Exercise instructions —
Set down each record exactly. Omit the pictures.

Items listed in a dataset
==============================
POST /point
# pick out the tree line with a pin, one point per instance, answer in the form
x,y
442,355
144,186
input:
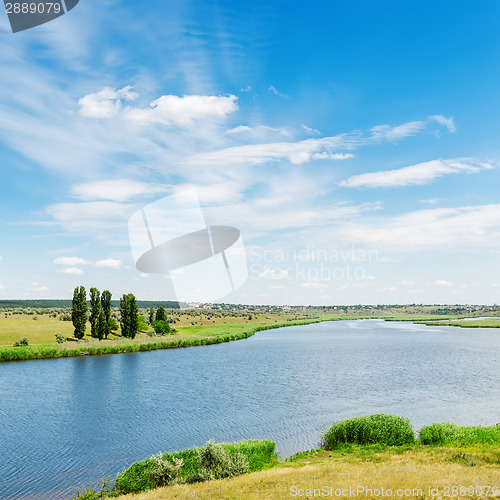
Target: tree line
x,y
99,315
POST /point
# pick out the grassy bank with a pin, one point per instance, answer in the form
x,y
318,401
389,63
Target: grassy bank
x,y
187,337
423,473
360,455
474,323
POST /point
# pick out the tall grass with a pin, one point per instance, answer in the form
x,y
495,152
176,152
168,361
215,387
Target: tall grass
x,y
451,434
389,430
53,351
138,477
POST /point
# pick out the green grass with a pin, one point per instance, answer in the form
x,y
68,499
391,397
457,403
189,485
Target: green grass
x,y
136,478
451,434
386,430
199,335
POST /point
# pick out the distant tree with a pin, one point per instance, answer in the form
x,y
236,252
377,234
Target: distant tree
x,y
113,325
151,315
129,321
161,315
95,304
79,311
106,308
161,327
142,324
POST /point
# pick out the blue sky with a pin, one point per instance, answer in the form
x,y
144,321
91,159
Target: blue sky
x,y
355,145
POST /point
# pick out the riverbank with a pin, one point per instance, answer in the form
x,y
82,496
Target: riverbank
x,y
424,473
358,456
197,336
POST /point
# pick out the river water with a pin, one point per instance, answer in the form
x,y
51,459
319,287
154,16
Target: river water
x,y
65,423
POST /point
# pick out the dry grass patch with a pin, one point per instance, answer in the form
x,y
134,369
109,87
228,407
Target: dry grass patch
x,y
416,471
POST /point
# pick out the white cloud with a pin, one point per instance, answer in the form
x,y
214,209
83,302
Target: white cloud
x,y
310,130
274,274
70,261
109,264
430,227
388,133
91,216
183,111
335,148
442,283
258,132
449,123
71,270
115,190
258,154
421,173
315,285
432,201
106,103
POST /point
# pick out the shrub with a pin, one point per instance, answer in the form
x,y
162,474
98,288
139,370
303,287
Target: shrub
x,y
216,463
446,433
21,342
161,327
138,477
60,338
388,430
165,472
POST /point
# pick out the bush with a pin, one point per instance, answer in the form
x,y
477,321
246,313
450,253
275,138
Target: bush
x,y
60,338
388,430
161,327
21,342
165,472
259,455
446,433
216,463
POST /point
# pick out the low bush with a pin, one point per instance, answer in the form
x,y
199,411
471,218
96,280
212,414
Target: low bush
x,y
161,327
446,433
21,342
60,338
165,472
387,430
217,463
199,464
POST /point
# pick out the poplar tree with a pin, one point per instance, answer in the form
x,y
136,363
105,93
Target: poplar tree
x,y
129,321
106,309
161,315
95,303
79,311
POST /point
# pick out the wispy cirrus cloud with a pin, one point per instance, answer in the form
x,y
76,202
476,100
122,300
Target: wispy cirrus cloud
x,y
116,189
449,123
421,173
168,110
338,147
476,225
388,133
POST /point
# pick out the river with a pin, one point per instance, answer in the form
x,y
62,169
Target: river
x,y
65,423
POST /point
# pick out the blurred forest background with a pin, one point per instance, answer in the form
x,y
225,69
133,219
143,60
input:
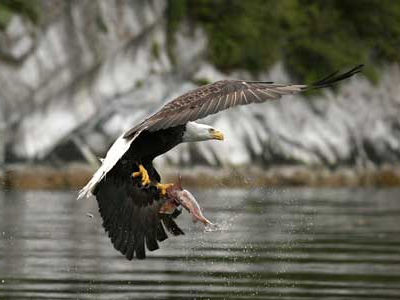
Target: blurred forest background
x,y
75,74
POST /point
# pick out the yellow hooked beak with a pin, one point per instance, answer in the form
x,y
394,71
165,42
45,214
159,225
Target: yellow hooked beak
x,y
217,135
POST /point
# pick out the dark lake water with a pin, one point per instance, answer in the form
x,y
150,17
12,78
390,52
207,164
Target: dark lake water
x,y
298,243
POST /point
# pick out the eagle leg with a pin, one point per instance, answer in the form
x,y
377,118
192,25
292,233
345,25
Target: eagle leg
x,y
163,187
145,176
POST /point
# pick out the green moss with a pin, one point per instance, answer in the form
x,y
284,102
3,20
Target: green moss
x,y
311,37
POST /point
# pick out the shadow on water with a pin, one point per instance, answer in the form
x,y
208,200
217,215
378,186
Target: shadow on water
x,y
288,244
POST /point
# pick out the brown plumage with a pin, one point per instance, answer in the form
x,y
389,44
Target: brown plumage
x,y
134,214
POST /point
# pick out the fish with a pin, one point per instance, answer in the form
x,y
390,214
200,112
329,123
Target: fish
x,y
176,196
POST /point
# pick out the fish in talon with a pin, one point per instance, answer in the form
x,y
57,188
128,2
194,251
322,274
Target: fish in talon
x,y
189,202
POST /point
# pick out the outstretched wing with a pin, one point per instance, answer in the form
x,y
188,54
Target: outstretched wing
x,y
131,214
212,98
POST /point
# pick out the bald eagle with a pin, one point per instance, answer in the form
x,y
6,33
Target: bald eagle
x,y
127,186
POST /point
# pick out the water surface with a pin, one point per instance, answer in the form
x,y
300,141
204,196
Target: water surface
x,y
288,244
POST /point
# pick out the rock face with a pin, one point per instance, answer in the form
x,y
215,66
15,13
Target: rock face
x,y
92,69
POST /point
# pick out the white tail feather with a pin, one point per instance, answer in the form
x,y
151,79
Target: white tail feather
x,y
116,151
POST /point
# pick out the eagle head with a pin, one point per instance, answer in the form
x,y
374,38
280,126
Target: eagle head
x,y
195,132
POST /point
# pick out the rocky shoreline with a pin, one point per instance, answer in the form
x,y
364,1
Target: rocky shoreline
x,y
74,176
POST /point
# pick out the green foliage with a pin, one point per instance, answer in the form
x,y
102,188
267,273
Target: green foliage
x,y
310,37
26,8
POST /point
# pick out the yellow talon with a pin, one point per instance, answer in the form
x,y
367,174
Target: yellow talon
==============================
Expected answer —
POST /point
# pick out the tree line with a pin, one point per instance, answer in the form
x,y
442,355
144,186
input:
Target: tree line
x,y
99,315
POST /point
# pick out the grassy bank with a pin, one point per instance, answer in the form
x,y
318,401
389,63
Target: grassy bank
x,y
187,337
423,473
360,455
474,323
POST /point
# pick out the tall grass with a pin, one point per instance, answer in the form
x,y
495,152
176,152
168,361
215,387
Target: tall grass
x,y
451,434
389,430
53,351
138,477
POST /point
# pick out the green grass with a pin, one point per instance, answer in the form
x,y
68,499
391,397
457,403
189,485
Target: green grass
x,y
136,478
451,434
386,430
199,335
POST /point
# pick out the distant tree with a pin, one point per instance, answer in the form
x,y
236,252
377,234
Target: distant tree
x,y
113,325
151,315
129,321
161,315
95,304
79,311
106,308
161,327
142,324
POST /point
# pick out the blue sky with a pin, one point per instance, answer in the form
x,y
144,321
91,159
Target: blue sky
x,y
355,145
POST /point
# pick out the riverbank with a pin, one point per instance, answer in the form
x,y
82,496
Target: riverbank
x,y
424,473
358,456
197,336
POST /point
# pick out the river water with a pin, one point per instance, answer in the form
x,y
51,459
319,287
154,16
Target: river water
x,y
65,423
POST /point
# pick out the dry grass patch with a pin, one point per instance, answer in the form
x,y
134,369
109,87
228,407
Target: dry grass patch
x,y
416,471
POST /point
# pick out the white cloud with a pin, one point per instance, answer in the form
x,y
214,209
83,302
Target: white cloud
x,y
310,130
274,274
70,261
109,264
430,227
388,133
91,216
183,111
335,148
442,283
258,132
449,123
71,270
115,190
258,154
421,173
315,285
432,201
106,103
POST /point
# pick out the shrub with a pin, one point per instance, answer in the form
x,y
162,474
98,288
139,370
303,287
Target: shrub
x,y
216,463
446,433
21,342
161,327
138,477
60,338
388,430
165,472
POST /point
# pick out the bush with a pin, one point per instance, answer in the form
x,y
477,321
246,313
450,253
275,138
Target: bush
x,y
60,338
388,430
161,327
21,342
165,472
259,455
446,433
216,463
POST /point
# pick out the low bush with a pin, one point per instance, answer in the form
x,y
199,411
471,218
96,280
212,414
Target: low bush
x,y
161,327
446,433
21,342
60,338
165,472
387,430
217,463
199,464
POST /point
# pick out the poplar tree with a pin, one point per instance, answer in the form
x,y
136,363
105,93
Target: poplar tree
x,y
129,321
106,309
161,315
95,303
79,311
POST /point
# pick out the wispy cirrus cloud with a pin, one point per instance, answer in the form
x,y
76,202
476,100
122,300
Target: wispy cirrus cloud
x,y
116,189
449,123
421,173
168,110
338,147
476,225
388,133
POST /point
# pick out the river with a pin, one point per instance, answer in the form
x,y
62,169
Target: river
x,y
65,423
POST /point
# pick out the blurred forest background with a pin, one point per instance, answer in the form
x,y
225,69
133,219
143,60
input:
Target: blurred forest background
x,y
75,74
POST /point
# pick out the yellow hooked beak with a pin, one point per instance, answer in the form
x,y
394,71
165,42
45,214
159,225
Target: yellow hooked beak
x,y
217,135
POST /point
# pick out the dark lake water with a pin, one point per instance, answer in the form
x,y
150,17
12,78
390,52
207,164
Target: dark lake water
x,y
298,243
POST /point
# pick out the eagle leg with a pin, one point per instance, answer in the form
x,y
377,118
192,25
292,233
345,25
Target: eagle leg
x,y
163,187
145,176
POST /point
# pick out the green moss with a pin, one point per instance, answer in the form
x,y
284,102
3,20
Target: green moss
x,y
311,37
POST /point
# pick out the shadow on water with a pin, one point per instance, answer in the form
x,y
208,200
217,215
378,186
Target: shadow on water
x,y
288,244
POST /point
# pick out the brown plumage with a pin, one point per instance, answer in the form
x,y
389,44
Target: brown plumage
x,y
134,214
POST /point
# pick out the fish with a pin, one point per instance, answer in the form
x,y
390,214
200,112
329,123
Target: fish
x,y
176,196
POST /point
# pick out the fish in talon with a pin, one point per instance, answer in the form
x,y
57,188
128,2
194,251
322,274
Target: fish in talon
x,y
189,202
POST /point
# pick out the outstretched wing with a pin, one point per instance, answer in the form
x,y
188,54
Target: outstretched wing
x,y
131,214
212,98
POST /point
# pick out the bald eagle with a pin, one point per instance, answer in the form
x,y
6,33
Target: bald eagle
x,y
127,186
POST /point
# pick out the water surface with a pin, one point per instance, answer in the form
x,y
300,141
204,196
Target: water surface
x,y
288,244
POST /point
# pick out the rock face with a pin, one point per instance, answer in the form
x,y
215,66
15,13
Target: rock face
x,y
92,69
POST /point
# pick out the white tail feather with a pin, one point per instance, answer in the form
x,y
151,79
Target: white tail feather
x,y
116,151
POST /point
# pick out the eagle head with a pin, one point per instance, answer in the form
x,y
374,38
280,126
Target: eagle head
x,y
195,132
POST /point
# pick out the rocky shoreline with a pin, one point per instance, answer in the form
x,y
364,1
Target: rocky shoreline
x,y
74,176
POST /point
# pick out the green foliage with a pin, one point per instance, answer in the form
x,y
102,188
267,273
Target: green foliage
x,y
310,37
26,8
POST /point
# pick out the yellow talon with a pin, one point per instance, answer in the form
x,y
367,174
Target: yellow talon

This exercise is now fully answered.